Records for this exercise
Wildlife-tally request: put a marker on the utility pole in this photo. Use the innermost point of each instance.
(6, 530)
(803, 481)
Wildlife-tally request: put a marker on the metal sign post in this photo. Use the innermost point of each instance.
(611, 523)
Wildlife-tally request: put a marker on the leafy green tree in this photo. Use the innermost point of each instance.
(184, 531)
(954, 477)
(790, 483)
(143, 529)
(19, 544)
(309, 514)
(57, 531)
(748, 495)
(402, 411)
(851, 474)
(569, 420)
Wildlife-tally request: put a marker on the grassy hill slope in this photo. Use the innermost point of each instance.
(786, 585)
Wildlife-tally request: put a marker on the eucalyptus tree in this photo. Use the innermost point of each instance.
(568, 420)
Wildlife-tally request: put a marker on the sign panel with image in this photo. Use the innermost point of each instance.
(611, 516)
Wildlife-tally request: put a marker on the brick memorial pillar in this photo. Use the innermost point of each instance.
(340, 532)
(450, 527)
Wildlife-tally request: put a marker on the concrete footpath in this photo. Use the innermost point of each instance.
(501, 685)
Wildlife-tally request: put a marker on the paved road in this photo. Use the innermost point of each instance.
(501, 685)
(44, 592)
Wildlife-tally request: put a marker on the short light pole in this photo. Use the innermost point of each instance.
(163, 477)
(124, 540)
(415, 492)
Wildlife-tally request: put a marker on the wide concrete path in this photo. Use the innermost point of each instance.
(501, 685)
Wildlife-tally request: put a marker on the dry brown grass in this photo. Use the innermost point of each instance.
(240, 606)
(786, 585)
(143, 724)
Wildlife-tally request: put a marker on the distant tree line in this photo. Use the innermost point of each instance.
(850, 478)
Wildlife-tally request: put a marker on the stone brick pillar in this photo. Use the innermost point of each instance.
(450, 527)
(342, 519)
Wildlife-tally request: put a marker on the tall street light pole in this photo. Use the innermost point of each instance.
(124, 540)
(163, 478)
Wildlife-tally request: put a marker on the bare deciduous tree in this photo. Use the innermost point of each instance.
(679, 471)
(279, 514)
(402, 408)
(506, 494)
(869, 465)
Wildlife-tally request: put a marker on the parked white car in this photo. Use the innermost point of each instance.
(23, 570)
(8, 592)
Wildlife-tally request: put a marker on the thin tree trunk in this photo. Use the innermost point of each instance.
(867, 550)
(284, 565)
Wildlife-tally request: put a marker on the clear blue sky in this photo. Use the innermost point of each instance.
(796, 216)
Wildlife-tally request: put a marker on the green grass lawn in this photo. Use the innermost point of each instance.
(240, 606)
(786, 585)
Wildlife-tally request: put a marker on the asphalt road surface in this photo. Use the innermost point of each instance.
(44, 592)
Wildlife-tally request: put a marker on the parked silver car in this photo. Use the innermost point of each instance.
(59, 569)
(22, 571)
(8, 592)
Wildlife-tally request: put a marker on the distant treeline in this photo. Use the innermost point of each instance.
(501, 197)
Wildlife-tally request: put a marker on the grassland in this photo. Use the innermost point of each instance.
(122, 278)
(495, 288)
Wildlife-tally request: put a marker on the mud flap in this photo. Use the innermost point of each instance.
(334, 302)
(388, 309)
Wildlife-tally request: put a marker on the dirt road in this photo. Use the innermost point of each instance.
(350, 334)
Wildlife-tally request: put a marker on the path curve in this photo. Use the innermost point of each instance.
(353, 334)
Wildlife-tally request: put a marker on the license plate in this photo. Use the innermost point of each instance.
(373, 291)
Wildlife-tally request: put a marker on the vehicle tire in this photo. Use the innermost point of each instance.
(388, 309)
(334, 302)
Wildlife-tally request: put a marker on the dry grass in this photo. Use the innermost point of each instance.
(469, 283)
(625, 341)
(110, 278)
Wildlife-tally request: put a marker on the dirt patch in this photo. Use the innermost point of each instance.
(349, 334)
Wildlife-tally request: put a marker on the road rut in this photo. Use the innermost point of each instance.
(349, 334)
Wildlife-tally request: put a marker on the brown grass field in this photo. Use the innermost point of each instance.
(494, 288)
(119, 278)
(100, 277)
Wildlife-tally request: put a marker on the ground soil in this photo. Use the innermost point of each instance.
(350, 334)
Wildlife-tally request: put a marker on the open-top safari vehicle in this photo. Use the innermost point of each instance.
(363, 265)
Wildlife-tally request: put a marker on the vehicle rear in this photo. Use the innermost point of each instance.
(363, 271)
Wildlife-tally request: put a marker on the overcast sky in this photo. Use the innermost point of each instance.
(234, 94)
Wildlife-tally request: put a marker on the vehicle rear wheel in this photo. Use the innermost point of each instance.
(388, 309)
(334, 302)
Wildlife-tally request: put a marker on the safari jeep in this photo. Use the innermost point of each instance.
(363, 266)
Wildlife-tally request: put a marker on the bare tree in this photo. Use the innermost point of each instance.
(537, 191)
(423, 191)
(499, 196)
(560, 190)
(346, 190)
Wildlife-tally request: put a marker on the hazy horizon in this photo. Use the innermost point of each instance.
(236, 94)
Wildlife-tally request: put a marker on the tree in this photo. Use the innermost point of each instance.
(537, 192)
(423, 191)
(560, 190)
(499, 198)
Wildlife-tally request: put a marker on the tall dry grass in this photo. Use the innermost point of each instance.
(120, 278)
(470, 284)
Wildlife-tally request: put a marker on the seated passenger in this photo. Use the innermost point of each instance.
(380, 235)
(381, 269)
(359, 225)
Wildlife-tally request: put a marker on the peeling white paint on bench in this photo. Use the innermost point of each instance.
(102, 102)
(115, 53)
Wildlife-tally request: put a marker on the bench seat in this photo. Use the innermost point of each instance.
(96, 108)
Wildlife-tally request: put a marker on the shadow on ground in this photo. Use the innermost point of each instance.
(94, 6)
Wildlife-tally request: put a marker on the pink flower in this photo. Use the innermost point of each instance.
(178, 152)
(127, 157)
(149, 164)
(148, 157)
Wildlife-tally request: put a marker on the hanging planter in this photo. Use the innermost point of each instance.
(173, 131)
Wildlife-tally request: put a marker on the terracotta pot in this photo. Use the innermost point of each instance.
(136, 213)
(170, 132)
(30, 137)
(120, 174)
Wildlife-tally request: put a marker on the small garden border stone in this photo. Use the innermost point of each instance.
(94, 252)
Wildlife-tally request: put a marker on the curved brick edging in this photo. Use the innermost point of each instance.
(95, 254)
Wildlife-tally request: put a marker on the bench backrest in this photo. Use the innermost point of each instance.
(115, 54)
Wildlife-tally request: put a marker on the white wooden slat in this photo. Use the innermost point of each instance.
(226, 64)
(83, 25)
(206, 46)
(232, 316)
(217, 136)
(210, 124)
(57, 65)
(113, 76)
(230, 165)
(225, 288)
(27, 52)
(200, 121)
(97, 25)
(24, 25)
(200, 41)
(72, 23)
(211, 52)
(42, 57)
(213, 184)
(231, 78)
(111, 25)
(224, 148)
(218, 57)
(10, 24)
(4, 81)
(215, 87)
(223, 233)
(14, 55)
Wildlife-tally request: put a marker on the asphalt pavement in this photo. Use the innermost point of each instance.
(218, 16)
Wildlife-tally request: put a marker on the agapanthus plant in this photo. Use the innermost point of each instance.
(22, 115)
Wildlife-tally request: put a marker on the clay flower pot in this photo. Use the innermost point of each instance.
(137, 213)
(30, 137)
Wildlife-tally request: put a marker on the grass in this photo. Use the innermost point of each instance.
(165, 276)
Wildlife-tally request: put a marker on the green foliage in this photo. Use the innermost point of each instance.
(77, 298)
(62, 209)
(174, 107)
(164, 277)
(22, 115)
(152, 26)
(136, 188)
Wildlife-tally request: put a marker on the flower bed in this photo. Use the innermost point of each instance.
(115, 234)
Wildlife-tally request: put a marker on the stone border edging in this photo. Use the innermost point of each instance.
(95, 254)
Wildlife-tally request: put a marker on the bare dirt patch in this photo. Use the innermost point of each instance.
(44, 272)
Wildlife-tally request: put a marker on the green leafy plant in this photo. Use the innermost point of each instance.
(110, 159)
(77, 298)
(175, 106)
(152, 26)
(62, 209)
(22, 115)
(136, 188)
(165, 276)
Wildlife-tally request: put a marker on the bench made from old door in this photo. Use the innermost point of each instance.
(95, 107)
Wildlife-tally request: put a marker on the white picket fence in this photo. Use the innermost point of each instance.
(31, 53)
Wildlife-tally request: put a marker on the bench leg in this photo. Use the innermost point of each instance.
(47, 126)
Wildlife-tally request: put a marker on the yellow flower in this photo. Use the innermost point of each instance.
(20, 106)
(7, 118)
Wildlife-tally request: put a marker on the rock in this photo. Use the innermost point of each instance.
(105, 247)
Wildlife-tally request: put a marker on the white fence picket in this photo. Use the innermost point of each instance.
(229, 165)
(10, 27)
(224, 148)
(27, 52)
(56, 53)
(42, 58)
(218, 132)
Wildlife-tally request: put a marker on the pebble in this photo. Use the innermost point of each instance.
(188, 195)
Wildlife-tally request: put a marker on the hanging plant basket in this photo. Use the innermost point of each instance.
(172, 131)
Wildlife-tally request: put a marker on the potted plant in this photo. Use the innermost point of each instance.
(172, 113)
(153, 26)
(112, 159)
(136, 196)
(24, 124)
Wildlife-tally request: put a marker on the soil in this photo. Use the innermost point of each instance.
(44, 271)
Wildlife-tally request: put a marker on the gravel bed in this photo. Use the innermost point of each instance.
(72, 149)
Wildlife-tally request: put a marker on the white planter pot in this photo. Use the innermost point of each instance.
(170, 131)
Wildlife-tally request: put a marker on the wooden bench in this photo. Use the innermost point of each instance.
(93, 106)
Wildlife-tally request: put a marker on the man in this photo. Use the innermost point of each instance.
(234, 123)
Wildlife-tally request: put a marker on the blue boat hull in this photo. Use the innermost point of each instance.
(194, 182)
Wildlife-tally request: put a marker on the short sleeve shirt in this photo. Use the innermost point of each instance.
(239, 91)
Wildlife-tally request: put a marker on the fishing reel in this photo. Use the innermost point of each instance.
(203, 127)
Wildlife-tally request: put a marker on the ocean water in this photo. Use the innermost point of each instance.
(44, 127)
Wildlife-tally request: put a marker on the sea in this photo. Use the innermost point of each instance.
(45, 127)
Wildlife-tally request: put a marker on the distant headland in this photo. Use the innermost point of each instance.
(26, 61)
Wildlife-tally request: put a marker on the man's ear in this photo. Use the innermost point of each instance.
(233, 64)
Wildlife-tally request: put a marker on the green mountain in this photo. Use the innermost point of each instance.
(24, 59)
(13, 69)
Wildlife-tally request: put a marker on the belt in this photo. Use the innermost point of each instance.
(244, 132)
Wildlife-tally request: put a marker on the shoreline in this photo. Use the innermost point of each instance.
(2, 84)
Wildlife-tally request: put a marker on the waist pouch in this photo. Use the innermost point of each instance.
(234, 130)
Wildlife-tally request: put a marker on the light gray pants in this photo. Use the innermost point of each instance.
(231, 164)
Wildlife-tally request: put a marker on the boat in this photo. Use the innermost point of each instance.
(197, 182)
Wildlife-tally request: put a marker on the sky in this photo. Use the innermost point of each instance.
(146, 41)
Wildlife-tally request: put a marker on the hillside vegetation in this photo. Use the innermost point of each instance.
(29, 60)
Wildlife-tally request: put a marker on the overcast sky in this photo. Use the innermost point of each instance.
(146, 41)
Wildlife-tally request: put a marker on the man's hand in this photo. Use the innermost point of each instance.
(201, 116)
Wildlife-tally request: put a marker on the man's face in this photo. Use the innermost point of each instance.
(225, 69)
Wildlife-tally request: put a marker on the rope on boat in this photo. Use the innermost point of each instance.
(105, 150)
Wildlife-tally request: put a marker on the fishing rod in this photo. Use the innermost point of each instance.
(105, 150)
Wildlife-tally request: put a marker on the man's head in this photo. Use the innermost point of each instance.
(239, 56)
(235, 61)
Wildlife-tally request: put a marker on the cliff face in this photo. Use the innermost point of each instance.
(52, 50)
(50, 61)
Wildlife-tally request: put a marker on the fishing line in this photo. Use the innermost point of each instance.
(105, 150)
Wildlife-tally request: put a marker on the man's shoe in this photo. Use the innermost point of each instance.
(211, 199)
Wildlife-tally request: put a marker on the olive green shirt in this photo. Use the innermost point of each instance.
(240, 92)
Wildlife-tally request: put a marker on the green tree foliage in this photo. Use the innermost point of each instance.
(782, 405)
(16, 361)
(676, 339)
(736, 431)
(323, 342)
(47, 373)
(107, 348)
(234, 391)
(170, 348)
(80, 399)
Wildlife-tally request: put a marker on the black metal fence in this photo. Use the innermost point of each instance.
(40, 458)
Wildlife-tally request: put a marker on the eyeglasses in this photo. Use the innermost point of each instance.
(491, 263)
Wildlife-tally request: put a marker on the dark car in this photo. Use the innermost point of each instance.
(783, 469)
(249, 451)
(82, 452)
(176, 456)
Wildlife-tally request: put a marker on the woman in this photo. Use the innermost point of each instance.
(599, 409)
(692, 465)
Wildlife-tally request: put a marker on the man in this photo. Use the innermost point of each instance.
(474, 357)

Exercise requirements
Transcribe exactly, and only, the lines from the one bearing "Wildlife-tally request: put a marker on the rope" through the last line of the entries, counting both.

Answer for the task
Wildlife-tally request: put a marker on the rope on boat in this photo. Use the innermost point of each instance.
(105, 150)
Wildlife-tally request: put a marker on the fishing rod in this photo. Use the innermost point of each instance.
(105, 150)
Wildlife-tally request: put a marker on the man's head in this photo. Use the innermost point of each instance.
(239, 56)
(235, 61)
Wildlife-tally request: put a marker on the cliff face in this photo. Use the innermost point of each instance.
(52, 50)
(50, 61)
Wildlife-tally request: put a marker on the fishing line in this photo. Use the innermost point of each instance.
(105, 150)
Wildlife-tally request: put a marker on the man's shoe in this photo. Use the innermost point of each instance.
(211, 199)
Wildlife-tally request: put a marker on the olive green shirt in this photo. Use the innermost point of each instance.
(240, 92)
Wildlife-tally request: put a marker on the green tree foliage in this photo. Use the innermost point of each instance.
(782, 405)
(16, 361)
(676, 339)
(736, 431)
(323, 342)
(47, 373)
(107, 348)
(234, 391)
(170, 348)
(80, 399)
Wildlife-tally request: put a marker on the black metal fence in this photo. Use the innermost point of each instance.
(40, 458)
Wildlife-tally request: put a marker on the eyeglasses in this photo. Use the innermost point of each instance.
(491, 263)
Wildlife-tally request: put a marker on the dark car in this photo. Use the innermost point of each instance.
(783, 469)
(249, 451)
(82, 452)
(176, 456)
Wildlife-tally request: put a marker on the woman in this photo. Use the innermost point of each instance.
(599, 409)
(692, 465)
Wildlife-tally request: put a marker on the man in this photo. Use the innermost point of each instance.
(474, 357)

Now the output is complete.